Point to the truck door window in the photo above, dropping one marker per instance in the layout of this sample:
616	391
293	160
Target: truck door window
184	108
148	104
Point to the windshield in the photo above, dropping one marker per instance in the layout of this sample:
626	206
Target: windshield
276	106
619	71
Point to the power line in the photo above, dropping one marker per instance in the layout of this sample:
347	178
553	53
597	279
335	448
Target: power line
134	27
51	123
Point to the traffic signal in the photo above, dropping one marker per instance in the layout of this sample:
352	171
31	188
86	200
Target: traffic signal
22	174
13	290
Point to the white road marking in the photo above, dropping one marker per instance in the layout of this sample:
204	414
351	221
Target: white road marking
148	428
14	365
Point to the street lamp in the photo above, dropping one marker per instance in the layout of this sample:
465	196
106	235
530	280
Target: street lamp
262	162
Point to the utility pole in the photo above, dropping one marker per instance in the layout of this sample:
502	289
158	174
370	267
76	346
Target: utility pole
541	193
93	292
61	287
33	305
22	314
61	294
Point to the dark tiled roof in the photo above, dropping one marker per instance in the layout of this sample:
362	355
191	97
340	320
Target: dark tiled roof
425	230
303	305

※ ※ ※

■ TASK INSTRUCTIONS ■
Convert the data above into a Markdown table with the columns "Row" and "Line", one numbered row for each line, skipping any blank lines.

■ EXERCISE OUTPUT ■
| Row | Line |
|---|---|
| 1 | Point to the truck door window in the photo above, dropping one marker per instance in the layout of this sample: |
| 2 | 616	391 |
| 3 | 293	160 |
| 4 | Target: truck door window |
| 5 | 184	108 |
| 6 | 148	104 |
| 7 | Point to the windshield in the photo above, dropping one marker per instance in the layout of this sample: |
| 8 | 626	206 |
| 9 | Target: windshield |
| 10 | 276	106 |
| 11 | 619	71 |
| 12 | Point to the power line in the photo above, dropping one marker per instance in the layout of this sample: |
| 13 | 347	178 |
| 14 | 553	53 |
| 15 | 597	279 |
| 16 | 335	448 |
| 17 | Target: power line |
| 18 | 134	27 |
| 19 | 51	123 |
| 20 | Point to the traffic signal in the photo above, dropping one marker per instance in the layout of this sample: |
| 21 | 352	171 |
| 22 | 31	188 |
| 23 | 86	200 |
| 24 | Target: traffic signal |
| 25 | 22	174 |
| 26 | 13	290 |
| 27 | Point to the white road marking in the photo above, dropping one marker per instance in the layout of this sample: |
| 28 | 204	414 |
| 29 | 351	221 |
| 30 | Target: white road marking |
| 31 | 148	428 |
| 32 | 14	365 |
| 33 | Point to the street lamp in the photo above, dropping one marker per instance in the layout of this sample: |
| 34 | 465	196 |
| 35 | 106	235 |
| 36 | 530	280 |
| 37 | Target: street lamp |
| 38 | 262	162 |
| 39 | Point to the utility pole in the photo above, dropping one marker per instance in the layout of this sample: |
| 40 | 502	289 |
| 41 | 158	174 |
| 42 | 370	267 |
| 43 | 76	346 |
| 44 | Target: utility pole |
| 45 | 541	193 |
| 46 | 93	292 |
| 47 | 61	287 |
| 48 | 33	305 |
| 49 | 22	314 |
| 50 | 61	294 |
| 51 | Point to the dark tiled roof in the photo above, dropping one marker per instance in the layout of this sample: |
| 52 | 362	355 |
| 53 | 191	97 |
| 54 | 340	320 |
| 55 | Target: dark tiled roof |
| 56 | 425	230 |
| 57 | 303	305 |